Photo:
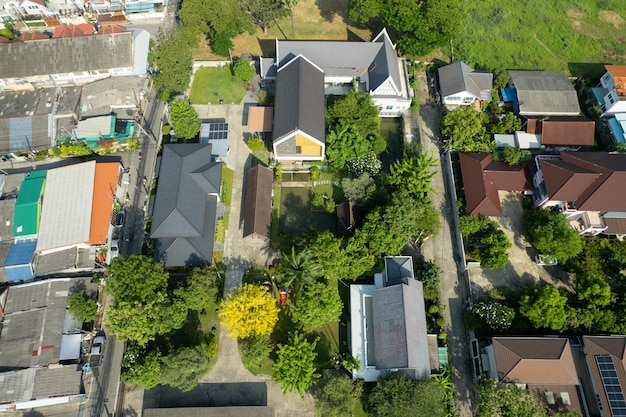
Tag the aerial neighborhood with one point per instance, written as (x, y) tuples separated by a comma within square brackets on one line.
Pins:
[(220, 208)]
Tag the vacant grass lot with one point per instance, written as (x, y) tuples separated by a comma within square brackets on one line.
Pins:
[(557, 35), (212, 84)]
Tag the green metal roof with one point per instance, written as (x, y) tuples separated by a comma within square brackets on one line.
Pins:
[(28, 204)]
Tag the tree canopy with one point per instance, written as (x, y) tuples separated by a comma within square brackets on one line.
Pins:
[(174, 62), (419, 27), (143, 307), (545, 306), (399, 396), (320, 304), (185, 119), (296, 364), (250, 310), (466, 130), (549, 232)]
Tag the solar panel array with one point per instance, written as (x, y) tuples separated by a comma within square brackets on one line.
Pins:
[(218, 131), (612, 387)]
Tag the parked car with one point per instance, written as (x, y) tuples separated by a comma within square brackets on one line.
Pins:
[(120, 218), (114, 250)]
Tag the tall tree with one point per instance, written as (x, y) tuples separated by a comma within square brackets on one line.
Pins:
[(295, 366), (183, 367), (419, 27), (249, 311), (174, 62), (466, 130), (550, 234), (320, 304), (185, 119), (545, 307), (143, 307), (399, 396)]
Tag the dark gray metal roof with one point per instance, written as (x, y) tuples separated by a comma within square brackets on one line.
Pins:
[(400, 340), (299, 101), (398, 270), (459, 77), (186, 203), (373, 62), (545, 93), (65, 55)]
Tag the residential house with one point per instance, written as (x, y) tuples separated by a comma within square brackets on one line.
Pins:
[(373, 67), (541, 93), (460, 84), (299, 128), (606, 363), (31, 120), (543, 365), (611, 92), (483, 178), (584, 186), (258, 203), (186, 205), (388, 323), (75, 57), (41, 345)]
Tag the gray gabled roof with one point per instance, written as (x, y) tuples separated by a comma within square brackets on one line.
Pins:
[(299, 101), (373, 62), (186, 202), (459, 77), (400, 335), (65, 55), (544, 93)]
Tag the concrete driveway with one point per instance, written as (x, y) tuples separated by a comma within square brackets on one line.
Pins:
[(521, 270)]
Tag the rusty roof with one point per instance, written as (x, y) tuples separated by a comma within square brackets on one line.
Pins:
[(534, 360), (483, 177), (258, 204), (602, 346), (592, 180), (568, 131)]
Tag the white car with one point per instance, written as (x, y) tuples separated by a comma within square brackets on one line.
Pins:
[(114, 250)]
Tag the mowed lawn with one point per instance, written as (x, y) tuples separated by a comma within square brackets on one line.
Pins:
:::::
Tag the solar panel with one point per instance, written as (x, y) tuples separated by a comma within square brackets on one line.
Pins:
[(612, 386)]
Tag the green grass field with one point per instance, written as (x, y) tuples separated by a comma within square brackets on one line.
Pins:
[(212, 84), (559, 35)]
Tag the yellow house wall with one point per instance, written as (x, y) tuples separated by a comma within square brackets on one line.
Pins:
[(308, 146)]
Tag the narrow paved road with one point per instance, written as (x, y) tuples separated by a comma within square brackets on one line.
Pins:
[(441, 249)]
:::::
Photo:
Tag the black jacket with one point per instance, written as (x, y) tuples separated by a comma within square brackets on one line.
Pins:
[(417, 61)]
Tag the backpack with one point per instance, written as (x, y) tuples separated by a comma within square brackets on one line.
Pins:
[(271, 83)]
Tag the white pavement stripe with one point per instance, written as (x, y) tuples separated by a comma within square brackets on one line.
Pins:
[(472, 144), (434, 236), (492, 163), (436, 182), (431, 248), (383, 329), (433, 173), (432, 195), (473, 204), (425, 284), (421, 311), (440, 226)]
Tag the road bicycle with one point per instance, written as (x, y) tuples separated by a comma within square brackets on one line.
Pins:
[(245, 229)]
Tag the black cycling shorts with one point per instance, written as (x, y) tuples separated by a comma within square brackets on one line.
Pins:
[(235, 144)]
:::::
- [Exercise prompt]
Rewrite the part of the records that opens with the line containing "Tag the residential" and closes with the line containing "57), (41, 345)]". Substitute "detached house" for "residential house" and change nothing else.

- [Completed task]
Tag the detached house with one point per instance, written as (x, y) tuples separated by a comma within square brackets on one line.
Pins:
[(373, 67), (541, 93), (460, 84), (299, 128), (606, 363), (31, 120), (543, 365), (611, 92), (483, 178), (584, 186), (258, 203), (186, 205), (388, 323), (75, 57), (41, 345)]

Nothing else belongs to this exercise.